◆ SET PROBLEM A: Copy out the stretch of the TorchScript conversion thread from "The model definition" through "are not working.", word for word.
◆ SET PROBLEM B: In the TorchScript conversion thread, what kind of layer do the error messages always seem to be associated with?

◆ EXCERPTED TEXT:
++++
TorchScript Model Weight Conversion

bokenator commented 1 year ago

I am following the instruction to convert a pytorch model weight into a torchscript weight, but when I am trying to load the weights, I'm getting the following error:

Error: cannot find the tensor named layer4.0.downsample.1.running_mean in ./weights/resnet18.ot

Error messages may show different layer each time it's run, but they seem to always be associated with a batch norm layer. For example, I also get these error messages:

Error: cannot find the tensor named layer2.0.downsample.1.running_var in ./weights/resnet18.ot

or

Error: cannot find the tensor named layer3.0.bn2.running_var in ./weights/resnet18.ot

The model definition itself seems to be correct because I'm able to load the resnet18.ot file in the release files properly and do inference. However, the weights that I tried to convert myself are not working.

Here's python function I wrote to do the conversion, I have attempted both the trace method and the annotation method:

def convert_model(Block: Union[Type[BasicBlock], Type[Bottleneck]], layer_count: List[int], url: str, name: str):
    model_path = './weights'
    input_name = f'{name}.pth'
    output_name = f'{name}.ot'

    # Download model
    if not os.path.exists(f'./weights'):
        os.makedirs('./weights')
    if not os.path.exists(f'./weights/{input_name}'):
        urlretrieve(url, f'./weights/{input_name}')

    # resnet = ResNet(Block, layer_count)
    # resnet.load_state_dict(torch.load(f'{model_path}/{input_name}')) # type: ignore
    # script_module = torch.jit.script(resnet)   # type: ignore
    # script_module.save(f'{model_path}/{output_name}')   # type: ignore

    resnet = ResNet(Block, layer_count)
    resnet.load_state_dict(torch.load(f'{model_path}/{input_name}')) # type: ignore
    resnet.eval()
++++
[Photo object pointing records]
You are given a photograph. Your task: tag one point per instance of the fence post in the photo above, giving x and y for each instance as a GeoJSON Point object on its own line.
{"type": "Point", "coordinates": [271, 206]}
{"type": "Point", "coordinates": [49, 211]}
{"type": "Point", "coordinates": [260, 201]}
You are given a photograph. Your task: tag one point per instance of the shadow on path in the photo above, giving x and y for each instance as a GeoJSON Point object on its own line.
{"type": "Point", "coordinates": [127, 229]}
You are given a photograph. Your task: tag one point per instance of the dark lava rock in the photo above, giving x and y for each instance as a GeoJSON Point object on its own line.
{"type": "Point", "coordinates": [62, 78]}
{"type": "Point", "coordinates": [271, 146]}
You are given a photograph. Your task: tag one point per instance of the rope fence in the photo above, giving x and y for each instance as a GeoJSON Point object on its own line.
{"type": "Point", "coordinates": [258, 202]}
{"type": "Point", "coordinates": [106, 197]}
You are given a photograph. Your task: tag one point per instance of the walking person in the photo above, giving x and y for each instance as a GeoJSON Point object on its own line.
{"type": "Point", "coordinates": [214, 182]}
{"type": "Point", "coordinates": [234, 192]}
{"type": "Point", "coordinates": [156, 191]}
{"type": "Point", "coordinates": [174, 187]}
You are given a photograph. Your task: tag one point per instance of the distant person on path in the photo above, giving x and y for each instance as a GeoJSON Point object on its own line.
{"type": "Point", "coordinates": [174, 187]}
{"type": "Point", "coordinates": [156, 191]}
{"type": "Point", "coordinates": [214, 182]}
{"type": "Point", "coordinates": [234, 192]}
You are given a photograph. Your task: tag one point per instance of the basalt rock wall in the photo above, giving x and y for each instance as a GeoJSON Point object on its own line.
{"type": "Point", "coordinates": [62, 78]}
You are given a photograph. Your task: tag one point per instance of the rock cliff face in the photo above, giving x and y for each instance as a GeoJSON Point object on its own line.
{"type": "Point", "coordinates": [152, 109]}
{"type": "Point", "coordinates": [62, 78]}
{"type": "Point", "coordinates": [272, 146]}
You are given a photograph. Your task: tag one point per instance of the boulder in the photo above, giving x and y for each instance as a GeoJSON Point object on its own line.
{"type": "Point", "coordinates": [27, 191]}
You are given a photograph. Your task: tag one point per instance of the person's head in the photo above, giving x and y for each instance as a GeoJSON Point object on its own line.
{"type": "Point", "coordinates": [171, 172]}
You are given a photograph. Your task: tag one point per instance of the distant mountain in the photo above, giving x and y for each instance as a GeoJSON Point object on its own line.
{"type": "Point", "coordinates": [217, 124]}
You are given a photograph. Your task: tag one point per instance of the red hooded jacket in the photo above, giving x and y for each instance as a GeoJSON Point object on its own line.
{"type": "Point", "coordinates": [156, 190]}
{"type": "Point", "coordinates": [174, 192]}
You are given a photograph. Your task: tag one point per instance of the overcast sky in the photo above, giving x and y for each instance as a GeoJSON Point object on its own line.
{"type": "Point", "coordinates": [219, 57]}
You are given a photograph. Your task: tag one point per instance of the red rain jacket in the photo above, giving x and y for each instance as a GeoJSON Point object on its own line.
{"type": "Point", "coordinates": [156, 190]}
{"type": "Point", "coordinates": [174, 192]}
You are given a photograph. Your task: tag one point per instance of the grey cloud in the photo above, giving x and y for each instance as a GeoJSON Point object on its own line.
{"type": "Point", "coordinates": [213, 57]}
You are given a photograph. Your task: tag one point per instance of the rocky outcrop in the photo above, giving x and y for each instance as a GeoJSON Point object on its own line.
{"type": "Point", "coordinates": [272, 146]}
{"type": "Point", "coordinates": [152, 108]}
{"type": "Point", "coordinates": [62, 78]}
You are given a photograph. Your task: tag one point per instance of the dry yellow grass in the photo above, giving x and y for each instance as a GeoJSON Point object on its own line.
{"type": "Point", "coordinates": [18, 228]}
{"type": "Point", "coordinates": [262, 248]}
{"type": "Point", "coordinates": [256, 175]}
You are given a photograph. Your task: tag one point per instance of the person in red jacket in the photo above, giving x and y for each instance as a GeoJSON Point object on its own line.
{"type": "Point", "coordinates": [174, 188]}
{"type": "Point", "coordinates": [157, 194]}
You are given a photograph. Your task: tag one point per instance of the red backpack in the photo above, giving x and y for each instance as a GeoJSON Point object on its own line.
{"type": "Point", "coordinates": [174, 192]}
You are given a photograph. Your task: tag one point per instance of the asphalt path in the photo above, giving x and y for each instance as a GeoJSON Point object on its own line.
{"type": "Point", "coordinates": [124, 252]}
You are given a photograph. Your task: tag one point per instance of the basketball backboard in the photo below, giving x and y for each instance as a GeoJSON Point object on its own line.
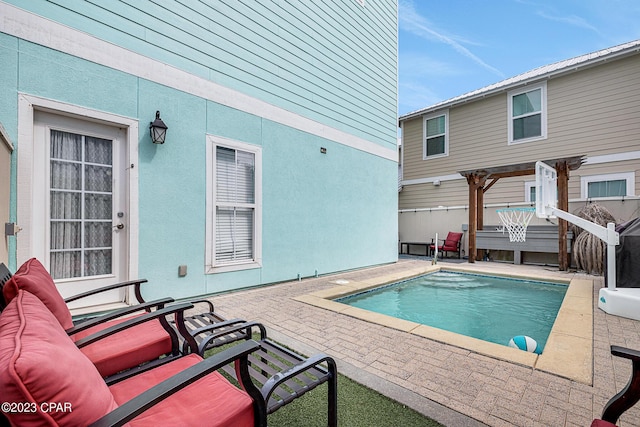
{"type": "Point", "coordinates": [546, 190]}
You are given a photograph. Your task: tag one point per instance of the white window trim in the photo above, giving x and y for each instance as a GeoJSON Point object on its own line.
{"type": "Point", "coordinates": [28, 245]}
{"type": "Point", "coordinates": [528, 185]}
{"type": "Point", "coordinates": [630, 177]}
{"type": "Point", "coordinates": [446, 135]}
{"type": "Point", "coordinates": [210, 265]}
{"type": "Point", "coordinates": [543, 113]}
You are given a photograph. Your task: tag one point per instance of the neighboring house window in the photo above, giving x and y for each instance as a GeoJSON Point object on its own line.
{"type": "Point", "coordinates": [530, 191]}
{"type": "Point", "coordinates": [234, 214]}
{"type": "Point", "coordinates": [610, 185]}
{"type": "Point", "coordinates": [436, 141]}
{"type": "Point", "coordinates": [528, 114]}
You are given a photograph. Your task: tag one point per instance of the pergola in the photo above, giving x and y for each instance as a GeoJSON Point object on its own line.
{"type": "Point", "coordinates": [477, 180]}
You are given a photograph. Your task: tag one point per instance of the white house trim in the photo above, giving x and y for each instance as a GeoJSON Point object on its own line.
{"type": "Point", "coordinates": [617, 157]}
{"type": "Point", "coordinates": [36, 29]}
{"type": "Point", "coordinates": [26, 106]}
{"type": "Point", "coordinates": [608, 158]}
{"type": "Point", "coordinates": [432, 179]}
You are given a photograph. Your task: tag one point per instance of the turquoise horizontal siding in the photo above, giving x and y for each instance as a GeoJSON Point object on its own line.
{"type": "Point", "coordinates": [333, 61]}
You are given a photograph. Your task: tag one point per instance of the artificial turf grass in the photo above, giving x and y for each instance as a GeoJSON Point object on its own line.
{"type": "Point", "coordinates": [358, 406]}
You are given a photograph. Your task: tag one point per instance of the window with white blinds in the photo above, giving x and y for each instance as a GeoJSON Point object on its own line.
{"type": "Point", "coordinates": [235, 209]}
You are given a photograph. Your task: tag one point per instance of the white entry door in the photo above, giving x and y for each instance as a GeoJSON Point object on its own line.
{"type": "Point", "coordinates": [83, 215]}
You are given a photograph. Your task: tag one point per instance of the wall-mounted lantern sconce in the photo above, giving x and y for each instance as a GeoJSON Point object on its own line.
{"type": "Point", "coordinates": [158, 130]}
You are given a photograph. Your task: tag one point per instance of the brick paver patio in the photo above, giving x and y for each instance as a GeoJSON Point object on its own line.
{"type": "Point", "coordinates": [450, 384]}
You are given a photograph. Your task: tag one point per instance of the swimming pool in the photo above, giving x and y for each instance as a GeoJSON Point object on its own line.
{"type": "Point", "coordinates": [489, 308]}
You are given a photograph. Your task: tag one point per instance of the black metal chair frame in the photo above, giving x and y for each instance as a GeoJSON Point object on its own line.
{"type": "Point", "coordinates": [628, 396]}
{"type": "Point", "coordinates": [282, 374]}
{"type": "Point", "coordinates": [157, 306]}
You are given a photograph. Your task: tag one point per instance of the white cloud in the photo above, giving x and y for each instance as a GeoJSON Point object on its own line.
{"type": "Point", "coordinates": [412, 21]}
{"type": "Point", "coordinates": [572, 20]}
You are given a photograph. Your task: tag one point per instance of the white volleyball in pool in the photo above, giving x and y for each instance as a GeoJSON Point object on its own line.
{"type": "Point", "coordinates": [525, 343]}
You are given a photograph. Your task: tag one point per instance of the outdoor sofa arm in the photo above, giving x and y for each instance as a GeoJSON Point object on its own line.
{"type": "Point", "coordinates": [629, 395]}
{"type": "Point", "coordinates": [307, 364]}
{"type": "Point", "coordinates": [135, 283]}
{"type": "Point", "coordinates": [157, 314]}
{"type": "Point", "coordinates": [86, 324]}
{"type": "Point", "coordinates": [158, 393]}
{"type": "Point", "coordinates": [208, 303]}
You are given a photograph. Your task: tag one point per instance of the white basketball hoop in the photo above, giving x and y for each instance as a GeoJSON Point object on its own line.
{"type": "Point", "coordinates": [546, 190]}
{"type": "Point", "coordinates": [516, 221]}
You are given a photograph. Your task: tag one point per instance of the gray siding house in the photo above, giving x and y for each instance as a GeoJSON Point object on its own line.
{"type": "Point", "coordinates": [584, 106]}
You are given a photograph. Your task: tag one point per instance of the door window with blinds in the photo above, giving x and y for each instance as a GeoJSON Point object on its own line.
{"type": "Point", "coordinates": [234, 216]}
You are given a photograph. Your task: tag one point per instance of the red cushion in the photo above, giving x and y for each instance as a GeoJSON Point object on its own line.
{"type": "Point", "coordinates": [212, 400]}
{"type": "Point", "coordinates": [126, 349]}
{"type": "Point", "coordinates": [39, 363]}
{"type": "Point", "coordinates": [34, 278]}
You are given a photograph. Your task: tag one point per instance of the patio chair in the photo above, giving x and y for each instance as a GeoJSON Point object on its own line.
{"type": "Point", "coordinates": [186, 391]}
{"type": "Point", "coordinates": [450, 244]}
{"type": "Point", "coordinates": [628, 396]}
{"type": "Point", "coordinates": [282, 374]}
{"type": "Point", "coordinates": [153, 342]}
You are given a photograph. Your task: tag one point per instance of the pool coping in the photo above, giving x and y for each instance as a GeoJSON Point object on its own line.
{"type": "Point", "coordinates": [569, 349]}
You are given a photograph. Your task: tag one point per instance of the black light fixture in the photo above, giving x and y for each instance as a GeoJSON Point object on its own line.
{"type": "Point", "coordinates": [158, 130]}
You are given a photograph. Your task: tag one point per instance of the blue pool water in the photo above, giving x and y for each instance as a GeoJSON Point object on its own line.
{"type": "Point", "coordinates": [493, 309]}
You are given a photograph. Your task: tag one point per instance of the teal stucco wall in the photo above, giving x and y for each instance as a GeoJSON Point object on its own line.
{"type": "Point", "coordinates": [321, 212]}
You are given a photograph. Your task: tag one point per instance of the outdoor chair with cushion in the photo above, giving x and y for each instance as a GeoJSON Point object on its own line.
{"type": "Point", "coordinates": [282, 374]}
{"type": "Point", "coordinates": [450, 244]}
{"type": "Point", "coordinates": [628, 396]}
{"type": "Point", "coordinates": [153, 341]}
{"type": "Point", "coordinates": [51, 382]}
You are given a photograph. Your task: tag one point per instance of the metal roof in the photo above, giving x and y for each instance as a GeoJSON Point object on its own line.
{"type": "Point", "coordinates": [537, 74]}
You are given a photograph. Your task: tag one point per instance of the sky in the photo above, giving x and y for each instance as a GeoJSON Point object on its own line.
{"type": "Point", "coordinates": [450, 47]}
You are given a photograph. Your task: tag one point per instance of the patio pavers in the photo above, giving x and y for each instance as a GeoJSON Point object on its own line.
{"type": "Point", "coordinates": [450, 384]}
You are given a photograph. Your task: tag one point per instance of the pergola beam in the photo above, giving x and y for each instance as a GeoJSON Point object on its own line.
{"type": "Point", "coordinates": [477, 179]}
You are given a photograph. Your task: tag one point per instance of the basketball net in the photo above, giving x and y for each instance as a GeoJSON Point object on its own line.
{"type": "Point", "coordinates": [516, 221]}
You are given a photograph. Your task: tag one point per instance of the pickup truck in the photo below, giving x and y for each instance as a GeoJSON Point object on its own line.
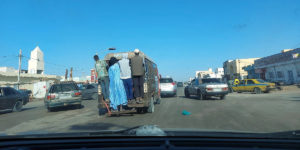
++++
◆ EXPECTED ANSWER A:
The model definition itself seems to be correct because I'm able to load the resnet18.ot file in the release files properly and do inference. However, the weights that I tried to convert myself are not working.

◆ EXPECTED ANSWER B: A batch norm layer.